begin TEXT PASSAGE

Marshall Memo 605
A Weekly Round-up of Important Ideas and Research in K-12 Education
September 28, 2015
1. When educators act in ways that foster student misbehavior
2. Emotional health and self-renewal in classrooms
3. Teachers being clear about task, purpose, and criteria for success
4. A school connects with disconnected students
6. Steps for improving the teaching of writing
8. Short items: (a) Assessing the value of social-emotional learning; (b) Videos on how the brain works; (c) Suicide prevention curriculum
“Teachers who have seen formerly frustrating students come back to visit as successful adults trust in the whole enterprise of schooling and growing up.”
Rick Wormeli (see item #2)
“The kids who need the most love will ask for it in the most unloving ways.”
Todd Savage, quoting an old adage (see item #4)
“When you care about what you are doing, you care about doing it right.”
Karen Griffith in “Now Is the Time” in ASCA School Counselor, September/October
2015 (Vol. 53, #1, p. 10-14), www.schoolcounselor.org; Griffith can be reached at
“I wish that every teenager had to take a course on how their brain works so that they would understand that they’re building their brain by what they do every day.”
“Yogi Berra, Yankee Who Built His Stardom 90 Percent on Skill and Half on Wit, Dies at 90”
Headline of a page 1 New York Times obituary by Bruce Weber, September 24, 2015 (see item #7 for some of Berra’s bon mots)
(Originally titled “5 Practices That Provoke Misbehavior”)
“Misbehavior is a form of communication,” says consultant Eric Toshalis in this article in Educational Leadership. “When we feel vulnerable, misunderstood, humiliated, or betrayed, we’re inclined to act out. Families do it at the dinner table, educators do it in faculty meetings, and students do it in classrooms.”

end TEXT PASSAGE
begin RECORD LIST

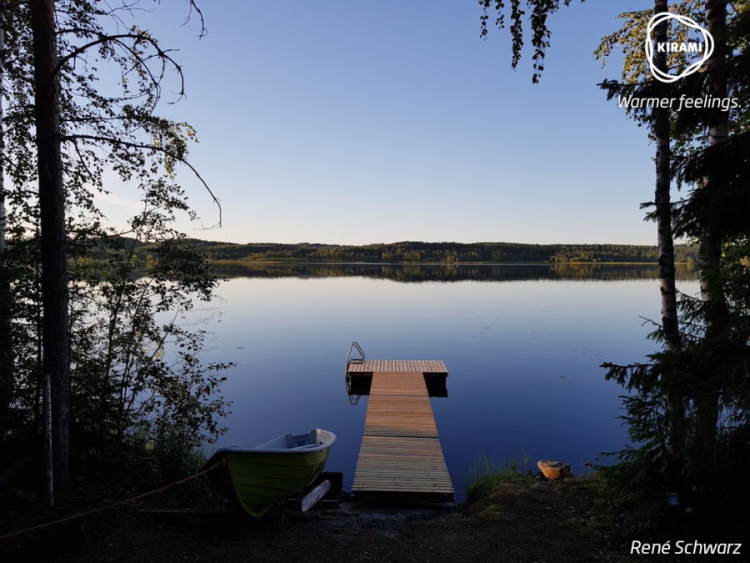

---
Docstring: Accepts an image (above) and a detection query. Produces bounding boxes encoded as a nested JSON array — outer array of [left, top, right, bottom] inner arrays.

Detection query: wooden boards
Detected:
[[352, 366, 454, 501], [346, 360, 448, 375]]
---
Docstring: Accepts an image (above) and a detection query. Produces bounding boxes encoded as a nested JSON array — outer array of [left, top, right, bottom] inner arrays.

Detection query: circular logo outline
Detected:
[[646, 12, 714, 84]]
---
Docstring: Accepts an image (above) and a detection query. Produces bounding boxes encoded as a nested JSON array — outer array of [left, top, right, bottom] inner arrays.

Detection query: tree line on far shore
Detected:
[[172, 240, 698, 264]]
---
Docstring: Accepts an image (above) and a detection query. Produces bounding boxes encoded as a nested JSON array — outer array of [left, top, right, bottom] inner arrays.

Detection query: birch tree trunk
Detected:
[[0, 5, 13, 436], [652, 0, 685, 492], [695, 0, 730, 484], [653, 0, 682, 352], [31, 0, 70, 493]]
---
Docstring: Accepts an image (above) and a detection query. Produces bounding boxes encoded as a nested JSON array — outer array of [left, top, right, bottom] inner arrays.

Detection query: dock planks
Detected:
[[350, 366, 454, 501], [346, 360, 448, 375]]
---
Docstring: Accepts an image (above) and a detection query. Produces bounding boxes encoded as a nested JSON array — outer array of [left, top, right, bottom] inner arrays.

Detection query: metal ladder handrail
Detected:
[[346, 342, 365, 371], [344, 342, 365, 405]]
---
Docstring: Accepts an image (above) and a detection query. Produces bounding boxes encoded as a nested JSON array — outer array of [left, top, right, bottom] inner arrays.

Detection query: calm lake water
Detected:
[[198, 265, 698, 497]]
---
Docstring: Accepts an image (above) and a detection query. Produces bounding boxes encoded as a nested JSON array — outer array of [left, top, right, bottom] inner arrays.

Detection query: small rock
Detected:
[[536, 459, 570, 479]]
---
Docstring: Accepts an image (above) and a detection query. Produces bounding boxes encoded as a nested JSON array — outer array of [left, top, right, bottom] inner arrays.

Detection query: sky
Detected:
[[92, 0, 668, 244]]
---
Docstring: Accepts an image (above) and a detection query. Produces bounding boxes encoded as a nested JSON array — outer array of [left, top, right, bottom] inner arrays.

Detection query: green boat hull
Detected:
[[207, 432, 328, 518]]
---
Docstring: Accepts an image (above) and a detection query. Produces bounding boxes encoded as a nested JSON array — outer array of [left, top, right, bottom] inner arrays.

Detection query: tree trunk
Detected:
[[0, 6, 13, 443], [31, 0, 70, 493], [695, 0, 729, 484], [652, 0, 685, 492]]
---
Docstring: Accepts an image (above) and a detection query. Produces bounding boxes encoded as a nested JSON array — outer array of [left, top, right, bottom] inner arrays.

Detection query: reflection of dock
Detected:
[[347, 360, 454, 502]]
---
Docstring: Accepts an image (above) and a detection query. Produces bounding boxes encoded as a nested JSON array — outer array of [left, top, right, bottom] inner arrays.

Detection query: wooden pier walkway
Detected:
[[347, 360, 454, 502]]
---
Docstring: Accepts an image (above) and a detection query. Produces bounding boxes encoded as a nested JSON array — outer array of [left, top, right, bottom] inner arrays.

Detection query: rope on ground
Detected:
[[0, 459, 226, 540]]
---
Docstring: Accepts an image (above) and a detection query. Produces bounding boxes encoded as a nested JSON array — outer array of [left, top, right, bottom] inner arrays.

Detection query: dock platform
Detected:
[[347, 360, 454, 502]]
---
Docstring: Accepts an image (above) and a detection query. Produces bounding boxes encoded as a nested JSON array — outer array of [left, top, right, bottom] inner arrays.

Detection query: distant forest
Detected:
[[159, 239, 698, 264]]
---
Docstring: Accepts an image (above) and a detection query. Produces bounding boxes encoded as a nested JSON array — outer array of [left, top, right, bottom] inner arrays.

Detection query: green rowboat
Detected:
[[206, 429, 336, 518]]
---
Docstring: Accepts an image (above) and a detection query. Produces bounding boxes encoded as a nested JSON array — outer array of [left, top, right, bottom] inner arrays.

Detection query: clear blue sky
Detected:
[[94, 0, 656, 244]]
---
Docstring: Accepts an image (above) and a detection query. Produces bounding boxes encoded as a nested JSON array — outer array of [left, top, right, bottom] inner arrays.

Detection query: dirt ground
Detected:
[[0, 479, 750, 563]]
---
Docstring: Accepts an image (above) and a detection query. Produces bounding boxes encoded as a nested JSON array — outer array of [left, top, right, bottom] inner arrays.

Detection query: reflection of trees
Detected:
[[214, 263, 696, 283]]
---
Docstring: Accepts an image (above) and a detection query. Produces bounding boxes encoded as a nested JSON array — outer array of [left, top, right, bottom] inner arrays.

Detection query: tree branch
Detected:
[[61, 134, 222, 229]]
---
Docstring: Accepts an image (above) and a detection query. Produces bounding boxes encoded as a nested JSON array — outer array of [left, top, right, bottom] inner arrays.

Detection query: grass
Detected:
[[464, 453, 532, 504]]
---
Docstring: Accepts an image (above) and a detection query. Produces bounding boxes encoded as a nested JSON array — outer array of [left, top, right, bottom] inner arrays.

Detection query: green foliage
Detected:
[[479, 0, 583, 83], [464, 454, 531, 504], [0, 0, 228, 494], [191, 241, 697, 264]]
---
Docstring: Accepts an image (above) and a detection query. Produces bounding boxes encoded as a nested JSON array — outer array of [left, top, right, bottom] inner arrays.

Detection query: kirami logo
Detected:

end RECORD LIST

◆ **AIM OF THE TASK**: Print the Marshall Memo text above word for word, starting at "Marshall Memo 605" and ending at "(see item #2)".

◆ **WRITTEN ANSWER**:
Marshall Memo 605
A Weekly Round-up of Important Ideas and Research in K-12 Education
September 28, 2015
1. When educators act in ways that foster student misbehavior
2. Emotional health and self-renewal in classrooms
3. Teachers being clear about task, purpose, and criteria for success
4. A school connects with disconnected students
6. Steps for improving the teaching of writing
8. Short items: (a) Assessing the value of social-emotional learning; (b) Videos on how the brain works; (c) Suicide prevention curriculum
“Teachers who have seen formerly frustrating students come back to visit as successful adults trust in the whole enterprise of schooling and growing up.”
Rick Wormeli (see item #2)